#### Given request
Write out the material below exactly, beginning at the line that contains "point: cliff face" and ending with its last line, both ends included; write nothing else.

#### Stored dataset items

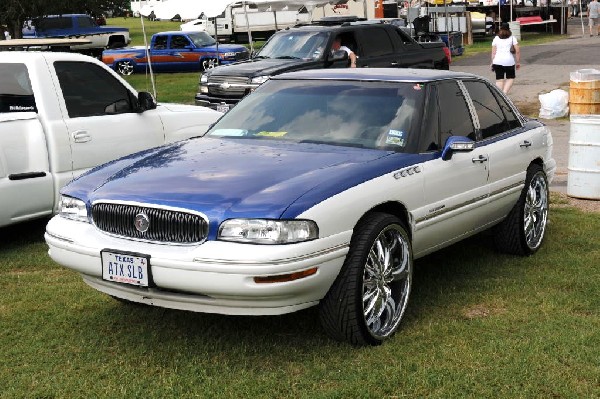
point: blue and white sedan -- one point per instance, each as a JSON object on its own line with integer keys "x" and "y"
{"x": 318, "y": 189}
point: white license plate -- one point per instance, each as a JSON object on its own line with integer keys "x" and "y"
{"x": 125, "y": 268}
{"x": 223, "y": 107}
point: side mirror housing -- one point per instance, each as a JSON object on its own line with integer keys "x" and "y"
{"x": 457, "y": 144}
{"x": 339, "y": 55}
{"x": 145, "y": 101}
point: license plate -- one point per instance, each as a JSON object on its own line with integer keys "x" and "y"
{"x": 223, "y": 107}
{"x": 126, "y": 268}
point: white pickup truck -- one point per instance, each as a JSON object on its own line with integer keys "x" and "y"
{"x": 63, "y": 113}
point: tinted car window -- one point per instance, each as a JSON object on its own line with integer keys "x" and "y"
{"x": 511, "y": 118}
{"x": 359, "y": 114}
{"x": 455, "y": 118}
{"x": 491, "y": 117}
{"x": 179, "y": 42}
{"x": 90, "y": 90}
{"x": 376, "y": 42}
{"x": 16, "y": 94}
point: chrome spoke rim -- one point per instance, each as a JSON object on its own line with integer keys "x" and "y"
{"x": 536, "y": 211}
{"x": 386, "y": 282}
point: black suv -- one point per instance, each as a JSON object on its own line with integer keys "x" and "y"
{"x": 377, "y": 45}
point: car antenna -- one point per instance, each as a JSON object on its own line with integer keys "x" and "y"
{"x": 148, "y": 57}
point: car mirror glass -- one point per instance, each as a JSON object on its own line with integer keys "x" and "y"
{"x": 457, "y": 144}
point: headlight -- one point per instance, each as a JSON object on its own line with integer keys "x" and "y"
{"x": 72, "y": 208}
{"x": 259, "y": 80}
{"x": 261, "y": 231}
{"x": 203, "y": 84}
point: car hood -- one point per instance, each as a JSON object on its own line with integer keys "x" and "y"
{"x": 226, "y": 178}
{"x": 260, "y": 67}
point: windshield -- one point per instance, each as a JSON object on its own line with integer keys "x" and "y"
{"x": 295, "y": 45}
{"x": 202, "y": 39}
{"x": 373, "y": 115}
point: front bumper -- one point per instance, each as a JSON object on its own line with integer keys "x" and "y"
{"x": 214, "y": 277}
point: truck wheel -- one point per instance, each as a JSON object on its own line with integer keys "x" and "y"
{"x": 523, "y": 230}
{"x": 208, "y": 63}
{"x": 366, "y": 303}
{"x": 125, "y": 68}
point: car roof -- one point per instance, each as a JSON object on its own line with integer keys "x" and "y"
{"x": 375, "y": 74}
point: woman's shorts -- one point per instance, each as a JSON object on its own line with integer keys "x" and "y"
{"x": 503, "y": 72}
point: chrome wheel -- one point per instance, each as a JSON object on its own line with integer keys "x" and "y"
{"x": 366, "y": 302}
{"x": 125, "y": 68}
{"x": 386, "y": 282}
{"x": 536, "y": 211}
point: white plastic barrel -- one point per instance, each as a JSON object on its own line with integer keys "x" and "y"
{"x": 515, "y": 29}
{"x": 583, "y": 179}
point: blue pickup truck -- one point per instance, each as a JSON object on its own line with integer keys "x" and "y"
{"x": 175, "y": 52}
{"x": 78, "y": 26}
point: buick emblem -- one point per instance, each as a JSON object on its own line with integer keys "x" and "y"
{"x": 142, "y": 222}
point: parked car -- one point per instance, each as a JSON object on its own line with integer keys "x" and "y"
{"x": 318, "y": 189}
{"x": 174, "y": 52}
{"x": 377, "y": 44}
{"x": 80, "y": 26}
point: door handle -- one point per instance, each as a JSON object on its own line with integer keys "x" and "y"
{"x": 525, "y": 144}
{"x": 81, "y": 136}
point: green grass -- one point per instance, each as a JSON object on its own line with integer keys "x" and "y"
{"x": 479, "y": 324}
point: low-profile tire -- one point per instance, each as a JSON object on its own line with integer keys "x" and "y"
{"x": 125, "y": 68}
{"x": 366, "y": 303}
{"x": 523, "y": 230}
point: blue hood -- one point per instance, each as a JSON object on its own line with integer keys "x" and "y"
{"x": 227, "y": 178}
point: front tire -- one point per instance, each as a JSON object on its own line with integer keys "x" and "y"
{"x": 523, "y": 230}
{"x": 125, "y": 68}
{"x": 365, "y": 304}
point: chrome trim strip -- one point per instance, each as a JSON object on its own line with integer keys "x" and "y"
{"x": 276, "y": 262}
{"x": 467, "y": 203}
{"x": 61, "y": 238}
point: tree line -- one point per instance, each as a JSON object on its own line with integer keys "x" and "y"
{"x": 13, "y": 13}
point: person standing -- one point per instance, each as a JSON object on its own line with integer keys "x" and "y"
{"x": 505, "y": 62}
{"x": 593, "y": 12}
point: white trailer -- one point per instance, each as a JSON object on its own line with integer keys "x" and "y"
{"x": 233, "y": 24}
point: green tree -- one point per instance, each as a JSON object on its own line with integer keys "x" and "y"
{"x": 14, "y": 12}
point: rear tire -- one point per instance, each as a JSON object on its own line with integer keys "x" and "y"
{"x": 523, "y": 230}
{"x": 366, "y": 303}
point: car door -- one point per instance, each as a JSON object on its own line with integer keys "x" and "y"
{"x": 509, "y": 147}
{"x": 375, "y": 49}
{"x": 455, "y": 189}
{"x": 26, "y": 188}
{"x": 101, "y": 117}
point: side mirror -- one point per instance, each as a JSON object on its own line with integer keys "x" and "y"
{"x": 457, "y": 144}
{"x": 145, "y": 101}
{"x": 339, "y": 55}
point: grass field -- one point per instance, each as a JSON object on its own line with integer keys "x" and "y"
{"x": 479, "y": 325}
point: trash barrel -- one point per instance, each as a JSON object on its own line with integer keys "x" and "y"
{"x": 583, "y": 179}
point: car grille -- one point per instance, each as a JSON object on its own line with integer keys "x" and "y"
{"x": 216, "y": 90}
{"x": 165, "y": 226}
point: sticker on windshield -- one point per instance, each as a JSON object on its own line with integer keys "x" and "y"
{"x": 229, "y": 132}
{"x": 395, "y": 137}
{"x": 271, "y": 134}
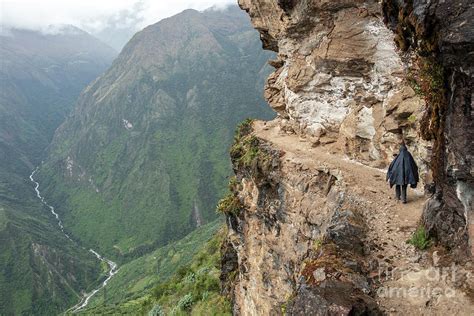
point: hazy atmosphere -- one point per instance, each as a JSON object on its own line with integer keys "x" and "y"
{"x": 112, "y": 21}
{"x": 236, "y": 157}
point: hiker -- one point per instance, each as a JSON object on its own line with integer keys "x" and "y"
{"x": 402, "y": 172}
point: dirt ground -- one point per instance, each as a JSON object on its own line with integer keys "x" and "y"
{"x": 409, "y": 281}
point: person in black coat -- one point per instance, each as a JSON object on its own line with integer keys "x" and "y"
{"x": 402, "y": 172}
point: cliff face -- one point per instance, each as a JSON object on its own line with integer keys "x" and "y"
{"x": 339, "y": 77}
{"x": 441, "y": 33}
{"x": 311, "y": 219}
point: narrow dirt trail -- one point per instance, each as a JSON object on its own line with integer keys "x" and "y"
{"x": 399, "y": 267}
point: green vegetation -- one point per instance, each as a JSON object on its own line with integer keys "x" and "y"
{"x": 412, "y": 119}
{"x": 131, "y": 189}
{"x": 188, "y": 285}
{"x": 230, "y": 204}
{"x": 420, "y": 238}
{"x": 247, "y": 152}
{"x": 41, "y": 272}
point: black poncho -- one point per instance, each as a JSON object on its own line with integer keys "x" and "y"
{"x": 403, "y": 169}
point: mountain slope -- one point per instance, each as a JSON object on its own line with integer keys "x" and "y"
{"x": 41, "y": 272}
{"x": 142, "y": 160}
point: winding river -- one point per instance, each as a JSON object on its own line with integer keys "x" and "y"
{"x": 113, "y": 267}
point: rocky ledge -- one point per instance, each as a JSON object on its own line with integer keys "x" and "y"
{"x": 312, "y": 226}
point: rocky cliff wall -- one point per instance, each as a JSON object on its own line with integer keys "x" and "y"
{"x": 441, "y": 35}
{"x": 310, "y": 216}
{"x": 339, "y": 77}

#### Exercise output
point: cliff face -- one point per instance, each as a JSON object on its own line with integer keys "x" and "y"
{"x": 339, "y": 77}
{"x": 441, "y": 33}
{"x": 311, "y": 219}
point: narrow dirt trail -- one point per instance, each as a JSON object on its own line with integer keys "x" and "y"
{"x": 399, "y": 267}
point: green vegetation -- one point per instance, each as a JSON object on its own line with integer keys "x" and "y"
{"x": 412, "y": 119}
{"x": 131, "y": 189}
{"x": 188, "y": 285}
{"x": 230, "y": 204}
{"x": 420, "y": 238}
{"x": 247, "y": 152}
{"x": 41, "y": 272}
point: black poncho -- one point per instance, each as a JSON object on its own line with integer keys "x" and "y"
{"x": 403, "y": 169}
point: mountain slope -- one point per instance, each as a JSON object on its own line with integer keys "x" and "y"
{"x": 41, "y": 272}
{"x": 142, "y": 160}
point: winding river -- one point per instance, each as a JSON object on its own line with integer keys "x" and "y"
{"x": 113, "y": 267}
point: rocky ledge -- one point per instance, each as a JSON object on its own line with integer keys "x" and "y"
{"x": 312, "y": 226}
point: rocky cliff wall -- one point per instance, each as a JSON object on its own line with integer keys "x" and "y"
{"x": 441, "y": 35}
{"x": 310, "y": 216}
{"x": 339, "y": 77}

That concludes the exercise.